In this course, we’ll be exploring—and writing—the borderlands of poetry and poetics. In Experiments in Poetry, we’ll begin by expanding our definition of what we mean when we say ‘formal’ poetry. Forget the sonnet: we’ll be writing poems in the form of dictionaries, ransom notes, and letters meant for people who can’t write back. What forms can the poem take while still remaining a poem? How do we determine the shape a poem should take? In the second half of the course, we’ll discuss the beauty and obsession of the long poem and the poetic sequence. What makes a subject ideal for a sustained poetic experiment? How does a writer examine a single subject from so many angles? We’ll discuss these topics and others as we study poetic projects by writers like John Berryman, Lyn Hejinian, and Gabrielle Calvocoressi. From this base of knowledge, we’ll plan, build, and workshop your own poetic experiments.

Target Students: Creative Writing majors, Comparative Arts majors, Singer-songwriter majors, and any other students who have a strong interest/background in poetry.

Prerequisite: None for Creative Writing majors. Elements of Poetry is a recommended Prerequisite for non-Creative Writing majors.

Number of times course can be taken: 1

Seating priority: Creative Writing majors have first priority.

* _Direction 1_
According to the course description, which students have first seating priority?

* _Task input_
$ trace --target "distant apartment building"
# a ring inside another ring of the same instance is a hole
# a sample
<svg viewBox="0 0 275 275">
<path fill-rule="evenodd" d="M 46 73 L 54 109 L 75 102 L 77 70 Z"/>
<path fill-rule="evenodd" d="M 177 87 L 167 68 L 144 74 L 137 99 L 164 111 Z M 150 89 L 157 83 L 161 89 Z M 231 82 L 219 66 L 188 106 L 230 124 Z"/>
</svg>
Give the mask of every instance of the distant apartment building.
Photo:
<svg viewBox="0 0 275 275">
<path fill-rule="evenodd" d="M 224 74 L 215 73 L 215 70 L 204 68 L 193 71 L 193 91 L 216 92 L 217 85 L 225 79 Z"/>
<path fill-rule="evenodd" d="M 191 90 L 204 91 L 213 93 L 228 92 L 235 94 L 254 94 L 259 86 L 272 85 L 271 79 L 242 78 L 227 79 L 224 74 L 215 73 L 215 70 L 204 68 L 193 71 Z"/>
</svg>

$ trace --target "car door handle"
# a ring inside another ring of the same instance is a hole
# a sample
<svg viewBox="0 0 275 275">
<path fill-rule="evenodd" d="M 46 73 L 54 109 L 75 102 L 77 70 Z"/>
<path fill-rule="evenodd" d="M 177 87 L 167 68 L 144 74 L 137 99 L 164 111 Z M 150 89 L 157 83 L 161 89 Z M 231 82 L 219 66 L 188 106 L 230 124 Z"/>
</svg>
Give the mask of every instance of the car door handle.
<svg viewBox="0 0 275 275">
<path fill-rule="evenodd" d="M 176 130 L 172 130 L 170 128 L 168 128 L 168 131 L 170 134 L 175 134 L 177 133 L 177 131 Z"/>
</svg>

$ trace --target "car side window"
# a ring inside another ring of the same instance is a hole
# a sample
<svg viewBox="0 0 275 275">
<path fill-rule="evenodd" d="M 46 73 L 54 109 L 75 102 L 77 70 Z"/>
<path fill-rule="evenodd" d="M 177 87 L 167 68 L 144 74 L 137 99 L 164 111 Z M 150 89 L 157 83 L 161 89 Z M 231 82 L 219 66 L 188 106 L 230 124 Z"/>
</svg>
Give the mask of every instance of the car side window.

* _Direction 2_
Tally the lines of the records that contain the string "trace", with case counting, and give only the number.

* _Task response 1_
Creative Writing majors have first seating priority.

* _Task response 2_
3